Re: page and site complexity measures [was Re: Web Content Acc

> measurement is the basis of science.

I understand what you mean but you really do have to be careful that 
you're measuring what you really want to measure.  You may prove 
anything by figures.  And I'm not convinced that a simple word-counting 
algorithm can reliably say how easy it is to understand a page.

Eg. the word 'incomprehensibilities' has 21 letters but most English 
people know what it means.  But the word 'wan' has three letters and I'm 
surprised how many people don't know it (or at least have to think).

And what about this: "One day Tanya went for a walk", etc etc (story 
mentioning Tanya hundreds of times).  Suppose Tanya is not considered to 
be one of the words in the limited vocabulary, and the author gets told 
off for using it so much?  That kind of thing would be enough to put me 
off using such a tool.

I can see that there would be a loose correlation between the 
understandability of a document to a particular group of people and its 
statistics, but this does not mean that a statistics tool can label a 
document "guaranteed readable" or "guaranteed unreadable" with 100% 
accuracy.  There is a danger in that authors might make changes to 
decrease their difficulty level according to the tool, but in so doing 
actually render the document harder to understand because they are using 
an unreliable tool.

You can't have science without measurement, but there are so many 
variables here.  You wouldn't be able to do much science if the only 
instrument you had gave you a single reading, being the average of 
temperature, pressure, current, voltage, weight etc.  But if you had 
lots of instruments and you don't understand science, you'd be 
bewildered.

I think the best test of "is a page easy to understand" is to try it out 
on someone.

Regards

-- Silas S Brown, St John's College Cambridge UK http://epona.ucam.org/~ssb22/

"They get caught by the ideas that they have thought up" - Psalm 10:2

Received on Thursday, 4 March 1999 04:38:54 UTC

- _Extracted entries_
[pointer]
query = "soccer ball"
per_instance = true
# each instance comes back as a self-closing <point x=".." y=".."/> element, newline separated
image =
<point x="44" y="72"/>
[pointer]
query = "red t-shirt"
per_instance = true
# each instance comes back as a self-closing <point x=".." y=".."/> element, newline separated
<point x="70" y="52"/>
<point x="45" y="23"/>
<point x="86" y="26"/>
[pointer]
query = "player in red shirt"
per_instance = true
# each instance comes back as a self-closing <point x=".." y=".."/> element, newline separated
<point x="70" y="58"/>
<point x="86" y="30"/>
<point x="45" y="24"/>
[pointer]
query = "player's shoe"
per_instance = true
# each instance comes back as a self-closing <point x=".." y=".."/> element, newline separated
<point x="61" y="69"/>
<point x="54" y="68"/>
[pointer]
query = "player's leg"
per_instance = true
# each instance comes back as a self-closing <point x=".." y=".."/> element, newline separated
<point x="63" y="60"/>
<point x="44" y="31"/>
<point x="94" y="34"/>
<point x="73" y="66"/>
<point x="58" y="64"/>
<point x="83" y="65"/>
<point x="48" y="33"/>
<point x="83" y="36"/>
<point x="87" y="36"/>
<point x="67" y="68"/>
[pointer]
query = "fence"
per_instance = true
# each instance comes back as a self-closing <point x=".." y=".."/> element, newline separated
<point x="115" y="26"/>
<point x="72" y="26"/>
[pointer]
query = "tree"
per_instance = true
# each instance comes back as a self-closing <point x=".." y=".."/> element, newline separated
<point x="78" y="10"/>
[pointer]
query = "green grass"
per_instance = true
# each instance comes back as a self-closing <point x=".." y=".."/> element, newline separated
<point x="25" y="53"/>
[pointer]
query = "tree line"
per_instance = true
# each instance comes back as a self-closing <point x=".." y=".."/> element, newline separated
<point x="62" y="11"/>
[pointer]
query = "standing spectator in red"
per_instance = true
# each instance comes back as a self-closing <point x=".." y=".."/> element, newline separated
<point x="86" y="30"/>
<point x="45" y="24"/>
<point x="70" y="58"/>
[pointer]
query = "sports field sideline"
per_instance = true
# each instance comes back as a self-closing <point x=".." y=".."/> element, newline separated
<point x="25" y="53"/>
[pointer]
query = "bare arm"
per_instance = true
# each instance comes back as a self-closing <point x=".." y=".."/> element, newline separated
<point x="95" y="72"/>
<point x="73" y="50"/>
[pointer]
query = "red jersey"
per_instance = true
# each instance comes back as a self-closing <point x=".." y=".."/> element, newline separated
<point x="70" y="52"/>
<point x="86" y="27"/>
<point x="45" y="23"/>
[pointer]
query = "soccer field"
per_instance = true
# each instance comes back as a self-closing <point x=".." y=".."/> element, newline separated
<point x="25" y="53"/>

- _Task list_
#1 According to the message on page complexity measures, how many letters are in the word "incomprehensibilities"?
#2 In the message on page complexity measures, why does the writer see a danger in authors revising documents to lower the difficulty level a statistics tool reports?
The data has no connection to the message above.

- _Answers below_
#1 It has 21 letters.

#2 Statistics correlate only loosely with how understandable a document is, so such a tool cannot label a document readable or unreadable with full accuracy. Authors who follow an unreliable tool could make changes that actually leave the document harder to understand.